- **Task item**
Decide whether each statement below agrees with the garden notes, and answer yes or no, quoting the exact words from the garden notes that settle it. 1. The lotus of Echo Park Lake are water lilies. 2. J. L. Hudson carries seeds of Ammi visagna. 3. Self-sown orach is already coming up.

4. Dicentra scandens climbing up fatshedera — flowers too subtle for impact here?

5. Water garden research. Would still like to corral summer tropicals in one tank. Get to Echo Park for lotus bloom this year/onion soup at Taix. (‘Michael O’Brien, landscape architect and certified arborist, says that the lotus of Echo Park Lake are not the same as the Egyptian plants and are not water lilies. “Nelumbo nucifera,” he says, “is native to South Asia to Australia and is grown in tropical climates around the world.”)

6. Bulbs from McClure & Zimmerman:
Iris versicolor var. Gerald Darby (thank you, Nan/Hayefield!) Maybe for the water garden?
Gloriosa lily ‘Wine & Red’
Tropaelum tuberosum ‘Ken Aslet’

7. Still need seeds for Ammi visagna. J. L. HUDSON carries it and Atriplex Magenta Magic and Purple Savoyed.
(Ebay has sellers for both too). No self-sown orach coming up yet.
Also need seeds for Celosia argentea. Why does one source never carry all desired seeds?

8. More agapanthus research, maybe ‘Graskop’?

9. Start seeds of Mina lobata. Will it really climb through Verbena bonariensis here and not just for the magicians at Great Dixter?
9a. Geranium harveyi under tetrapanax? — something needed under rice plant’s skirts.

- **Data supplied**
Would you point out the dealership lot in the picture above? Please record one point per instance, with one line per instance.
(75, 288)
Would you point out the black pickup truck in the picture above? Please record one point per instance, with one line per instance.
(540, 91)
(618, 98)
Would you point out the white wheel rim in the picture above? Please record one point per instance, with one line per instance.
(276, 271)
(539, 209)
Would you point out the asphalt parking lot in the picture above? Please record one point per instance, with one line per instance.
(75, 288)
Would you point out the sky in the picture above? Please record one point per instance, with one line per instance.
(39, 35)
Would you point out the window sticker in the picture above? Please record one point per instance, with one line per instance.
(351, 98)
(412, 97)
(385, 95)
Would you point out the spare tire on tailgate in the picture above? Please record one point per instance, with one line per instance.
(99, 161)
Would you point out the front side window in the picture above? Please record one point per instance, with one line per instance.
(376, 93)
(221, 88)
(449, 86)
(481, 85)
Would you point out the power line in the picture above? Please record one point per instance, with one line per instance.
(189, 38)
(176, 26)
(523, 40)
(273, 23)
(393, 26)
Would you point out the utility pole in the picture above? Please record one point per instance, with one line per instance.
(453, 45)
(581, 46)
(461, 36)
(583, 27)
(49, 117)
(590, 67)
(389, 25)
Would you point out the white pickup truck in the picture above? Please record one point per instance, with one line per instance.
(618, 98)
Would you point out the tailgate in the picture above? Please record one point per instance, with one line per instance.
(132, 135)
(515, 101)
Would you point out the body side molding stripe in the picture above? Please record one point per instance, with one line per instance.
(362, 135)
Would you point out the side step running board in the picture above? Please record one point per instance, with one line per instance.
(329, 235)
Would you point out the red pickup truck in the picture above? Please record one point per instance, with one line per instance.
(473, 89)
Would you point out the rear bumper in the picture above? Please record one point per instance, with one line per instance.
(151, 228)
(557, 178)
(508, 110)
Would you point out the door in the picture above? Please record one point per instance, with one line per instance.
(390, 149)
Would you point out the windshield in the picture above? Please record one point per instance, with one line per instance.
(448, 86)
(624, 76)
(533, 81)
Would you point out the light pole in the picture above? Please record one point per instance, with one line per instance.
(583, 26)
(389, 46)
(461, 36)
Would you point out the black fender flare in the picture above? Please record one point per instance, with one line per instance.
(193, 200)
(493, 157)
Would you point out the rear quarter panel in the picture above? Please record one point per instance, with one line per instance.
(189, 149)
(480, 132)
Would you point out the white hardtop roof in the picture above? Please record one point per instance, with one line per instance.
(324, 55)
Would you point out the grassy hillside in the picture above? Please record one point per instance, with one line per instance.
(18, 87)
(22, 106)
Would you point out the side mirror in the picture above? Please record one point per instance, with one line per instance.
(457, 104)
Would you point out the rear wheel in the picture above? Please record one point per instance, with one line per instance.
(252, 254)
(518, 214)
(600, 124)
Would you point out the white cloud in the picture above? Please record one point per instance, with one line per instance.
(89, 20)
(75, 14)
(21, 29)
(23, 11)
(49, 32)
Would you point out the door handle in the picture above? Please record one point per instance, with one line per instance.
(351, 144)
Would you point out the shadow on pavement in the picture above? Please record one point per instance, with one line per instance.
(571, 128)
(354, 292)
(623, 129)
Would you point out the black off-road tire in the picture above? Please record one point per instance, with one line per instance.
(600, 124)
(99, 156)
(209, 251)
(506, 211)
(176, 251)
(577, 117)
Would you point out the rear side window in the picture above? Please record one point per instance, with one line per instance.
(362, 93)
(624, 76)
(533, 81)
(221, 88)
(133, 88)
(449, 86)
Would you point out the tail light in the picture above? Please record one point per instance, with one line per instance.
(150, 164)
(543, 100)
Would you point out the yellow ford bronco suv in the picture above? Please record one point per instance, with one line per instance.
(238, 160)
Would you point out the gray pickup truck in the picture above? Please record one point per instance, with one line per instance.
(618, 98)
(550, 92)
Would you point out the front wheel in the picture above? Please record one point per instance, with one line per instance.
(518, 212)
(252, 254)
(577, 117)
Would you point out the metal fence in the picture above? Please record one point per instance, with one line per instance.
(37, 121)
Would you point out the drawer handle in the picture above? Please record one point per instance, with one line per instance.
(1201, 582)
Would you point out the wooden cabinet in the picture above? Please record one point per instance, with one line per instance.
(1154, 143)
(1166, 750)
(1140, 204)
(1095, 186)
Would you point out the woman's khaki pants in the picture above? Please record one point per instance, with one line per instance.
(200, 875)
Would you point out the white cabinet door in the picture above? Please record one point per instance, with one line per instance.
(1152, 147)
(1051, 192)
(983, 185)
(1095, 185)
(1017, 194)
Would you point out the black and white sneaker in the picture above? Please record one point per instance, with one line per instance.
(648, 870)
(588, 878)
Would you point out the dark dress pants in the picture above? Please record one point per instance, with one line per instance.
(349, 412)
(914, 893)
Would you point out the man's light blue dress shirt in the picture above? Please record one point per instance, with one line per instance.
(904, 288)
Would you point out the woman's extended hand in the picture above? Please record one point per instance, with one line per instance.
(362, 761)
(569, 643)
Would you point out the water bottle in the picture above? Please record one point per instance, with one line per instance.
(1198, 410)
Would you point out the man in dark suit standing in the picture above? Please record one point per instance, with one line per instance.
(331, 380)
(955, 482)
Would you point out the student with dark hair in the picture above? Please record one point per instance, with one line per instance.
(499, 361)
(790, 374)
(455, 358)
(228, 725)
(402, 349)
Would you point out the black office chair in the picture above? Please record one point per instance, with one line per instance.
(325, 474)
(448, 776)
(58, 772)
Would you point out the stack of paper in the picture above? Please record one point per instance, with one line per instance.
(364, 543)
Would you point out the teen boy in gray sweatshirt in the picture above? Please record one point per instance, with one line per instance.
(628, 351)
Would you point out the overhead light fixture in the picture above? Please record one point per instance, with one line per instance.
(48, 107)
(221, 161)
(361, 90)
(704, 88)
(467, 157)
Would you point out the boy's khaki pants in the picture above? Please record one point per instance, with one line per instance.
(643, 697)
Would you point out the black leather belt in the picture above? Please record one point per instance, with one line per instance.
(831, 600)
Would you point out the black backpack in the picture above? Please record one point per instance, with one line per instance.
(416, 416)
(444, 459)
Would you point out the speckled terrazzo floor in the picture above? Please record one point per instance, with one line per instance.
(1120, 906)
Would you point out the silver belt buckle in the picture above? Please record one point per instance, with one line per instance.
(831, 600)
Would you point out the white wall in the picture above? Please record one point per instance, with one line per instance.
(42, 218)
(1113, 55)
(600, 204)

- **Result for this exercise**
1. No: "are not the same as the Egyptian plants and are not water lilies."
2. Yes: "J. L. HUDSON carries it"
3. No: "No self-sown orach coming up yet."